***** Dataset records *****

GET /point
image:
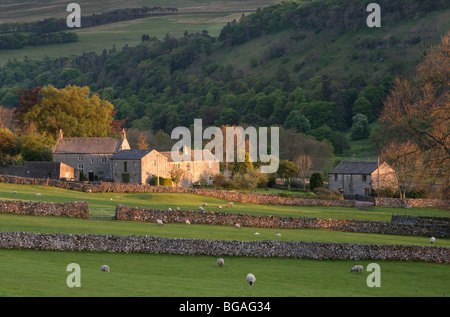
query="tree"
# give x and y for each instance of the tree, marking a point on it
(72, 109)
(405, 159)
(360, 127)
(304, 164)
(315, 181)
(420, 108)
(296, 120)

*****

» **Short exercise**
Please convert the lines above into a Markdown table with the columns Row and Line, numbering each row and skipping any blank lines. Leave the pictures out of the table.

» **Written reply**
| Row | Line |
|---|---|
| 1 | GET /point |
| 2 | image: |
| 3 | query="tree" |
| 4 | # give x and y for each instance of the tree, marking a point on it |
| 5 | (72, 109) |
| 6 | (405, 159) |
| 7 | (360, 127) |
| 8 | (304, 164) |
| 9 | (315, 181) |
| 10 | (420, 108) |
| 11 | (296, 120) |